Extrait du document ::

Pour celles et ceux qui n’auraient pas, au minimum, un master 2 en physique quantique et de grosses bases en épistémologie formelle, cette thèse contre-intuitive déroute et donne le vertige. Frédéric Sonntag, lui, la trouve absolument magnifique. “Adaptée au vivant, elle s’impose comme le motif poétique absolu, parce qu’elle libère le champ des possibles, explique-t-il. Tout ce que nous avons choisi de ne pas faire, nous le faisons ailleurs, au même moment.” Il en a tiré une pièce, sa plus ambitieuse à ce jour, avec un récit, une intrigue et des personnages. Et, effectivement, le résultat est assez beau – et relativement clair.
Il met en scène deux individus fictifs. L’un est un physicien français, Jean-Yves Blanchot, à l’origine de la théorie des mondes multiples – sa vie est très inspirée par celle du scientifique américain Hugh Everett. L’autre est un auteur de SF russe, Alexei Zinoviev – comme le philosophe dissident –, qui a écrit une œuvre visionnaire autour de la conquête spatiale et, plus particulièrement, de l’exploration des univers parallèles par des cosmonautes soviétiques.

Consigne de l'exercice :: Rédigez la suite de l'extrait consacré à la pièce de Frédéric Sonntag en commençant juste après sa dernière phrase.

Matériel recueilli ::

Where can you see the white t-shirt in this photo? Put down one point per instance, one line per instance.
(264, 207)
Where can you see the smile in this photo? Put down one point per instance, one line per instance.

Réponse ::
Les deux hommes aux idées jumelles mourront incompris et déprimés, sans jamais se croiser. Place, ensuite, à leurs enfants. Le fils de Blanchot, Anthony, est leader d’un groupe de rock. La fille de Zinoviev, Anna, est futurologue. Tous·tes deux ont besoin d’arracher l’image de loser qui colle à la peau de leur paternel. Il·elles vont donc tâcher de se représenter d’autres univers – là où Zinoviev n’a pas sombré dans la folie, là où Blanchot n’est pas devenu un père démissionnaire – afin de faire leur deuil.
Irréalité
Et c’est ici, précisément, que le théâtre de Frédéric Sonntag émerveille. Les séquences de vie de famille sont jouées, puis rejouées autrement. Les chansons sont interprétées, puis réinterprétées différemment. Et l’accomplissement du potentiel des personnages finit par advenir, dans une étrange impression d’irréalité. La brusque juxtaposition des scènes (on passe d’un salon soviétique au plateau de l’émission Apostrophes de Bernard Pivot et à la salle de répétition d’un groupe de musique) évoque parfois – un peu trop – le travail de Julien Gosselin.
Qu’importe. Avec un point de départ aussi abstrait, Frédéric Sonntag crée une pièce puissante et magnifiquement incarnée (mention spéciale au génial Victor Ponomarev dans le rôle de Zinoviev). Chapeau.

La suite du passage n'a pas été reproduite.